GIVEN INSTRUCTION —
Reproduce in full the stretch of rows from the one containing "Trace the outline of every instance of the wooden" through the end of the rows. Scale every number in their answers (the viewBox dimensions and polygon coordinates) by 1.8, rounding to whole numbers with halves rounded up, and leave all other text, including the format samples, unchanged.

INFORMATION PROVIDED —
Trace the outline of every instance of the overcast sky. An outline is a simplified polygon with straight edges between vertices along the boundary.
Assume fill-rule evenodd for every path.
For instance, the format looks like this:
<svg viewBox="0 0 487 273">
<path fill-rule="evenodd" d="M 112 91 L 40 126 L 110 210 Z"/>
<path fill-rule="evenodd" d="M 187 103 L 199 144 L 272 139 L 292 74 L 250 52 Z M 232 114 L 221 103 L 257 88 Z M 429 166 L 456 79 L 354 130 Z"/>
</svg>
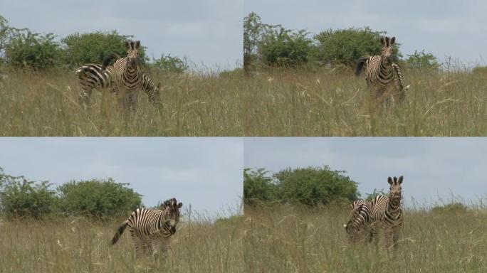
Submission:
<svg viewBox="0 0 487 273">
<path fill-rule="evenodd" d="M 175 197 L 215 216 L 243 196 L 239 138 L 0 138 L 0 151 L 5 173 L 55 184 L 112 177 L 147 206 Z"/>
<path fill-rule="evenodd" d="M 60 36 L 111 31 L 134 35 L 147 55 L 187 56 L 201 67 L 234 68 L 242 60 L 243 0 L 0 0 L 11 26 Z"/>
<path fill-rule="evenodd" d="M 404 57 L 424 49 L 441 59 L 487 65 L 485 0 L 245 0 L 244 9 L 263 23 L 313 33 L 367 26 L 396 36 Z"/>
<path fill-rule="evenodd" d="M 487 200 L 487 138 L 246 138 L 244 147 L 246 167 L 328 165 L 346 171 L 362 194 L 388 191 L 387 177 L 404 176 L 407 205 L 412 197 L 449 201 L 452 193 L 467 205 Z"/>
</svg>

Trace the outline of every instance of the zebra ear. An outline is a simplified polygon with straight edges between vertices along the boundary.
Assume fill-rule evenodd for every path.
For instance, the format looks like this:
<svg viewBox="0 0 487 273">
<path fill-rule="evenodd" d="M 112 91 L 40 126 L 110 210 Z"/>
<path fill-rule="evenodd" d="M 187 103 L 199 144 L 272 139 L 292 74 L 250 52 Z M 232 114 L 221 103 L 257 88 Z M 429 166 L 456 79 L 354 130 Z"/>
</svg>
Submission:
<svg viewBox="0 0 487 273">
<path fill-rule="evenodd" d="M 396 43 L 396 37 L 391 38 L 391 46 L 394 45 L 394 43 Z"/>
</svg>

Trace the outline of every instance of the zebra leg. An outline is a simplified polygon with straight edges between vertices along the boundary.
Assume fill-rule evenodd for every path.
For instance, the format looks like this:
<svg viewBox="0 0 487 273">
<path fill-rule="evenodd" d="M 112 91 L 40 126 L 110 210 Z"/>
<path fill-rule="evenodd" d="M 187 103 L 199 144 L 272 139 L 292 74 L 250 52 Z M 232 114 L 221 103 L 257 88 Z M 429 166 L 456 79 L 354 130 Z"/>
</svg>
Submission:
<svg viewBox="0 0 487 273">
<path fill-rule="evenodd" d="M 130 111 L 132 113 L 135 113 L 137 111 L 137 93 L 138 90 L 132 90 L 127 95 L 128 105 L 130 108 Z"/>
<path fill-rule="evenodd" d="M 130 230 L 130 237 L 132 237 L 132 241 L 134 242 L 134 245 L 135 246 L 135 257 L 139 257 L 142 255 L 142 251 L 141 251 L 140 247 L 139 246 L 139 237 L 135 234 L 134 230 Z"/>
<path fill-rule="evenodd" d="M 90 107 L 90 100 L 91 99 L 91 92 L 93 89 L 88 87 L 82 87 L 81 93 L 79 96 L 79 102 L 85 109 Z"/>
<path fill-rule="evenodd" d="M 399 231 L 400 231 L 399 228 L 394 228 L 392 230 L 392 244 L 394 245 L 394 255 L 396 256 L 397 254 L 397 249 L 399 247 L 399 245 L 397 245 L 397 241 L 399 240 Z"/>
<path fill-rule="evenodd" d="M 150 243 L 152 247 L 152 257 L 155 259 L 159 259 L 159 242 L 157 239 L 151 239 Z"/>
</svg>

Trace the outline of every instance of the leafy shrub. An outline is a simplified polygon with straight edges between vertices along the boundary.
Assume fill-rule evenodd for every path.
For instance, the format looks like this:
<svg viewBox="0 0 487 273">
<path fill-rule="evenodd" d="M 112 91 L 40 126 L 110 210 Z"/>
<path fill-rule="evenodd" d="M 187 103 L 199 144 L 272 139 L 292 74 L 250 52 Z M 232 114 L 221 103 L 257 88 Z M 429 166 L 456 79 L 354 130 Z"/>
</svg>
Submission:
<svg viewBox="0 0 487 273">
<path fill-rule="evenodd" d="M 406 62 L 410 68 L 420 72 L 435 71 L 440 67 L 436 57 L 431 53 L 425 53 L 424 50 L 421 52 L 414 50 L 414 53 L 408 55 Z"/>
<path fill-rule="evenodd" d="M 305 30 L 293 31 L 281 26 L 269 28 L 258 44 L 261 60 L 278 66 L 305 64 L 313 48 L 307 35 Z"/>
<path fill-rule="evenodd" d="M 21 30 L 9 41 L 6 48 L 6 61 L 20 68 L 43 70 L 61 62 L 61 49 L 53 33 L 41 35 Z"/>
<path fill-rule="evenodd" d="M 0 211 L 8 218 L 41 219 L 53 212 L 57 198 L 48 181 L 27 181 L 0 168 Z"/>
<path fill-rule="evenodd" d="M 164 56 L 164 54 L 162 54 L 160 58 L 155 59 L 152 67 L 155 68 L 158 72 L 166 74 L 181 74 L 189 68 L 186 58 L 181 59 L 178 57 L 172 57 L 171 54 L 169 54 L 167 56 Z"/>
<path fill-rule="evenodd" d="M 132 36 L 120 35 L 115 31 L 68 35 L 61 39 L 64 63 L 69 67 L 78 67 L 85 63 L 101 63 L 112 53 L 125 56 L 125 41 L 132 38 Z M 141 43 L 143 44 L 143 41 Z M 139 60 L 142 65 L 147 61 L 143 46 L 139 48 Z"/>
<path fill-rule="evenodd" d="M 313 56 L 322 64 L 353 65 L 362 56 L 380 55 L 380 37 L 384 34 L 383 31 L 372 31 L 369 27 L 328 29 L 313 37 Z M 394 46 L 397 58 L 402 57 L 399 46 L 398 43 Z"/>
<path fill-rule="evenodd" d="M 112 178 L 66 183 L 58 187 L 60 210 L 68 215 L 100 220 L 125 215 L 142 204 L 141 196 L 127 185 Z"/>
<path fill-rule="evenodd" d="M 268 173 L 268 171 L 263 168 L 244 170 L 244 200 L 246 203 L 251 204 L 256 199 L 263 201 L 277 200 L 276 185 L 272 178 L 266 176 Z"/>
<path fill-rule="evenodd" d="M 277 181 L 281 200 L 313 205 L 357 199 L 357 183 L 345 173 L 325 166 L 287 168 L 273 176 Z"/>
<path fill-rule="evenodd" d="M 433 213 L 465 213 L 467 207 L 461 203 L 452 203 L 451 204 L 436 206 L 431 209 Z"/>
</svg>

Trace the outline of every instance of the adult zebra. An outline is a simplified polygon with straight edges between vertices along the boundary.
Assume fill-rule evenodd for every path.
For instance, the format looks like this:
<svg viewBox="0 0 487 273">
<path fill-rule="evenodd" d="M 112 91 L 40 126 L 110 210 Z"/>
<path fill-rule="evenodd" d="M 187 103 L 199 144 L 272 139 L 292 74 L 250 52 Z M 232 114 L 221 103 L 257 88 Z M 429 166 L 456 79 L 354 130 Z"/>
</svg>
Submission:
<svg viewBox="0 0 487 273">
<path fill-rule="evenodd" d="M 105 71 L 108 68 L 108 63 L 112 59 L 117 60 L 113 64 L 112 70 L 112 78 L 117 89 L 122 92 L 123 97 L 120 101 L 122 106 L 126 108 L 128 107 L 132 112 L 135 111 L 137 107 L 137 91 L 141 87 L 142 79 L 141 73 L 139 70 L 139 47 L 140 41 L 127 41 L 127 56 L 120 58 L 117 54 L 109 55 L 102 64 L 102 71 Z"/>
<path fill-rule="evenodd" d="M 135 254 L 140 256 L 142 252 L 149 250 L 152 246 L 152 255 L 157 256 L 159 252 L 159 241 L 162 241 L 162 252 L 167 251 L 171 242 L 171 237 L 176 233 L 176 226 L 179 222 L 179 208 L 182 203 L 177 203 L 176 198 L 164 202 L 164 210 L 151 210 L 137 208 L 130 214 L 128 220 L 124 221 L 117 229 L 112 238 L 112 245 L 115 245 L 120 237 L 123 231 L 128 227 L 132 240 L 135 245 Z M 139 242 L 142 242 L 142 250 Z"/>
<path fill-rule="evenodd" d="M 104 70 L 102 65 L 89 63 L 83 65 L 76 70 L 75 74 L 78 82 L 81 89 L 80 100 L 85 107 L 90 105 L 91 94 L 93 89 L 100 92 L 103 90 L 111 89 L 111 92 L 118 96 L 119 90 L 117 85 L 113 83 L 112 78 L 112 66 L 108 66 Z M 142 74 L 142 89 L 149 97 L 149 102 L 157 106 L 160 103 L 161 84 L 157 85 L 145 73 Z"/>
<path fill-rule="evenodd" d="M 363 200 L 353 201 L 348 222 L 343 225 L 351 242 L 356 242 L 362 235 L 370 231 L 371 216 L 370 202 Z"/>
<path fill-rule="evenodd" d="M 404 101 L 405 90 L 409 89 L 409 85 L 404 86 L 401 69 L 393 62 L 395 42 L 395 37 L 381 37 L 382 48 L 380 55 L 361 57 L 357 62 L 355 75 L 360 75 L 364 65 L 366 65 L 365 81 L 371 91 L 375 92 L 373 95 L 379 104 L 385 101 L 387 105 L 390 105 L 392 85 L 399 92 L 399 102 Z"/>
<path fill-rule="evenodd" d="M 377 226 L 379 226 L 384 229 L 386 247 L 389 250 L 391 244 L 394 245 L 395 252 L 397 250 L 399 231 L 403 225 L 401 209 L 402 176 L 399 176 L 399 179 L 395 176 L 392 179 L 389 176 L 387 182 L 390 185 L 389 196 L 377 196 L 370 202 L 373 222 L 370 227 L 370 240 L 375 238 L 376 243 L 378 242 L 377 229 Z"/>
</svg>

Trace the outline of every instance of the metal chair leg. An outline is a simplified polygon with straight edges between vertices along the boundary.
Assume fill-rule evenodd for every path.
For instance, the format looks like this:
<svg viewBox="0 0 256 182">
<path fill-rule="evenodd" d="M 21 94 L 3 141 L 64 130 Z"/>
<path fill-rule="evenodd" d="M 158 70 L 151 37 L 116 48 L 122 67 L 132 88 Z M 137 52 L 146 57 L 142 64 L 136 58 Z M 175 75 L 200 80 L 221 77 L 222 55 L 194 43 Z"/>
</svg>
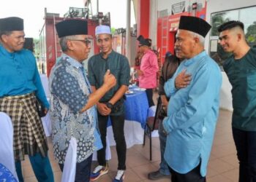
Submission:
<svg viewBox="0 0 256 182">
<path fill-rule="evenodd" d="M 151 138 L 151 131 L 149 131 L 149 159 L 152 160 L 152 138 Z"/>
<path fill-rule="evenodd" d="M 145 130 L 144 130 L 143 146 L 145 146 L 145 141 L 146 141 L 146 132 L 145 132 Z"/>
</svg>

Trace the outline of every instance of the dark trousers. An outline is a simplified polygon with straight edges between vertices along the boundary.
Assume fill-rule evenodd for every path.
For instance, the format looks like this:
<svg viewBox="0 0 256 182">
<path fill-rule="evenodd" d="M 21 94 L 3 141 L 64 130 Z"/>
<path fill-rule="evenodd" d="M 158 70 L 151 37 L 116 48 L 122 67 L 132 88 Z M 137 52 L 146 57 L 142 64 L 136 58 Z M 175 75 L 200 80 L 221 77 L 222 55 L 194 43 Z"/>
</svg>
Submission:
<svg viewBox="0 0 256 182">
<path fill-rule="evenodd" d="M 153 101 L 153 89 L 146 89 L 146 94 L 147 95 L 147 98 L 148 98 L 148 106 L 151 107 L 154 106 L 154 103 Z"/>
<path fill-rule="evenodd" d="M 88 157 L 84 161 L 77 163 L 75 168 L 75 182 L 89 182 L 91 174 L 92 155 Z M 61 172 L 63 172 L 64 165 L 59 164 Z"/>
<path fill-rule="evenodd" d="M 169 167 L 172 182 L 206 182 L 206 177 L 200 173 L 200 163 L 193 170 L 186 174 L 181 174 Z"/>
<path fill-rule="evenodd" d="M 256 182 L 256 132 L 233 127 L 239 161 L 239 182 Z"/>
<path fill-rule="evenodd" d="M 39 182 L 53 182 L 53 173 L 48 157 L 43 157 L 39 153 L 29 156 L 34 175 Z M 17 175 L 20 182 L 23 182 L 20 161 L 15 162 Z"/>
<path fill-rule="evenodd" d="M 118 170 L 126 170 L 125 161 L 127 156 L 127 143 L 125 142 L 124 127 L 124 115 L 110 116 L 113 128 L 113 133 L 116 143 L 116 152 L 118 159 Z M 106 135 L 108 116 L 102 116 L 98 112 L 98 123 L 100 138 L 103 148 L 97 151 L 97 159 L 99 165 L 106 165 Z"/>
</svg>

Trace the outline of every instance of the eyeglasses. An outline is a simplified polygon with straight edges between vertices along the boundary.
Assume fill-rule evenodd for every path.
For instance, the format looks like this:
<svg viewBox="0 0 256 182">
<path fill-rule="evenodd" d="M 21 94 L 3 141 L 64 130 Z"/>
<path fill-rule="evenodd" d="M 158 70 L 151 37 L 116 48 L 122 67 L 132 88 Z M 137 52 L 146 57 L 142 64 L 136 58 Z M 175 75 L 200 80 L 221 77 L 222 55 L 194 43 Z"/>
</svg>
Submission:
<svg viewBox="0 0 256 182">
<path fill-rule="evenodd" d="M 69 41 L 83 41 L 83 43 L 86 44 L 86 46 L 91 44 L 91 41 L 89 40 L 89 39 L 85 39 L 84 40 L 80 40 L 80 39 L 69 39 Z"/>
</svg>

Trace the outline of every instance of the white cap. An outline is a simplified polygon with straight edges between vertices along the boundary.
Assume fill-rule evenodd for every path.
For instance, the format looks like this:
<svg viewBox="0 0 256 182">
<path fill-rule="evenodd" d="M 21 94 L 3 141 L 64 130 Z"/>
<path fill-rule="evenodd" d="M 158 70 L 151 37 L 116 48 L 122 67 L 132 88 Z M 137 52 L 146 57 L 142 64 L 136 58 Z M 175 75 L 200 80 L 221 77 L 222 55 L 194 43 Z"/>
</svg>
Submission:
<svg viewBox="0 0 256 182">
<path fill-rule="evenodd" d="M 95 28 L 95 35 L 112 34 L 110 28 L 108 25 L 98 25 Z"/>
</svg>

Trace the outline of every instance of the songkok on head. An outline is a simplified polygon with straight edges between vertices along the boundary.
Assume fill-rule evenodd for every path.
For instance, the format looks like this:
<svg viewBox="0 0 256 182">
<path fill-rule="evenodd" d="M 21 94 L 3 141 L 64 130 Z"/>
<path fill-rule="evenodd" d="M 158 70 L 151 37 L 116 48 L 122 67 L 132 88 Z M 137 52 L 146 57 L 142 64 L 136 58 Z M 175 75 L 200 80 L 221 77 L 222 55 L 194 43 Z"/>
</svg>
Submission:
<svg viewBox="0 0 256 182">
<path fill-rule="evenodd" d="M 108 25 L 98 25 L 95 28 L 95 35 L 112 34 L 110 28 Z"/>
<path fill-rule="evenodd" d="M 0 19 L 0 31 L 23 31 L 23 19 L 18 17 L 8 17 Z"/>
<path fill-rule="evenodd" d="M 138 38 L 137 40 L 140 42 L 139 46 L 148 46 L 151 47 L 151 39 L 144 39 L 143 36 L 140 35 Z"/>
<path fill-rule="evenodd" d="M 84 20 L 66 20 L 55 25 L 59 38 L 67 36 L 87 35 L 87 21 Z"/>
<path fill-rule="evenodd" d="M 211 26 L 204 20 L 197 17 L 181 16 L 178 29 L 192 31 L 206 37 Z"/>
</svg>

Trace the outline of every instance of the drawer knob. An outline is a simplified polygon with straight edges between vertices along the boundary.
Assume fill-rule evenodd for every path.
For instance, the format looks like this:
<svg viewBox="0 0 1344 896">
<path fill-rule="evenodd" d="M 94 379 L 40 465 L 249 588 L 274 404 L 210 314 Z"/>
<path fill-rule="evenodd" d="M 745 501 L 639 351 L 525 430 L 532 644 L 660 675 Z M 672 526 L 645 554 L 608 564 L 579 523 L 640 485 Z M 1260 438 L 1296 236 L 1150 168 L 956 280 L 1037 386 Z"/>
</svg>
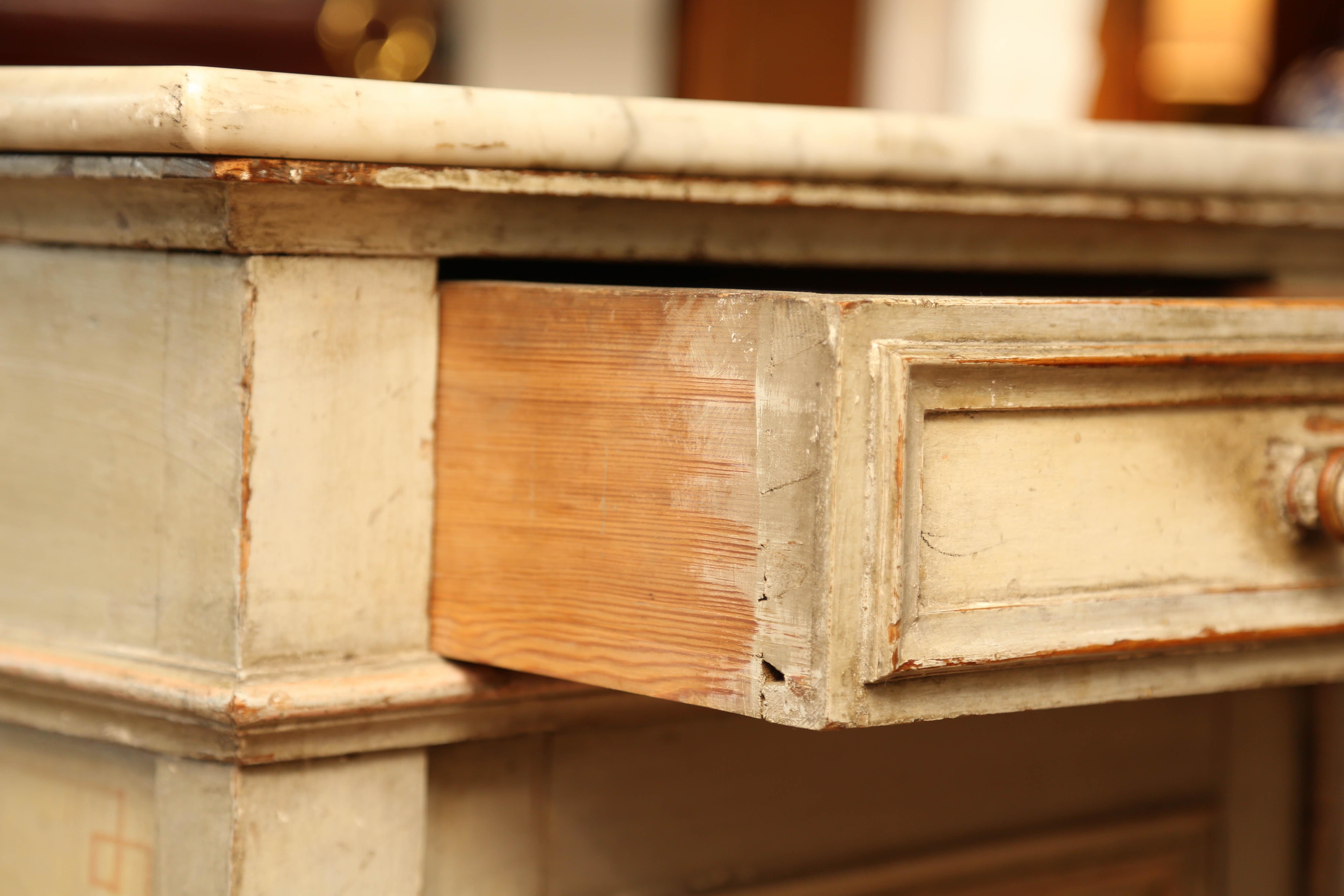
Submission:
<svg viewBox="0 0 1344 896">
<path fill-rule="evenodd" d="M 1344 541 L 1344 447 L 1308 454 L 1288 477 L 1288 519 Z"/>
</svg>

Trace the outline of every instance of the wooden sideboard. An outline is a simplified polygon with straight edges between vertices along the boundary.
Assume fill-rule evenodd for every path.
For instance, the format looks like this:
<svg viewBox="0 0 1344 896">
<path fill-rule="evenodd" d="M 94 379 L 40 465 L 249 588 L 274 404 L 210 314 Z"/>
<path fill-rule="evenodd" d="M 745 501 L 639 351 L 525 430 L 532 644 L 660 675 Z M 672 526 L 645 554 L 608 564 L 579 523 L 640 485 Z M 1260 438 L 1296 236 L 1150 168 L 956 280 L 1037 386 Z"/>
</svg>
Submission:
<svg viewBox="0 0 1344 896">
<path fill-rule="evenodd" d="M 0 892 L 1344 892 L 1337 138 L 0 69 Z"/>
</svg>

FINISHED TASK —
Trace the outline of every instance of the wooden sideboard. An outline is a simplified polygon with straight edges between vertices along the boundary.
Assume fill-rule evenodd for every path.
For instance, the format looks like this:
<svg viewBox="0 0 1344 896">
<path fill-rule="evenodd" d="M 94 379 L 40 465 L 249 588 L 274 404 L 210 314 Z"/>
<path fill-rule="evenodd" d="M 745 501 L 639 351 L 525 430 L 532 644 L 660 675 Z M 672 526 L 645 554 L 608 564 L 579 523 L 640 485 Z M 1260 438 L 1296 236 L 1150 168 L 956 280 L 1037 386 Z"/>
</svg>
Submission:
<svg viewBox="0 0 2419 1613">
<path fill-rule="evenodd" d="M 0 1606 L 2419 1606 L 2407 248 L 0 124 Z"/>
</svg>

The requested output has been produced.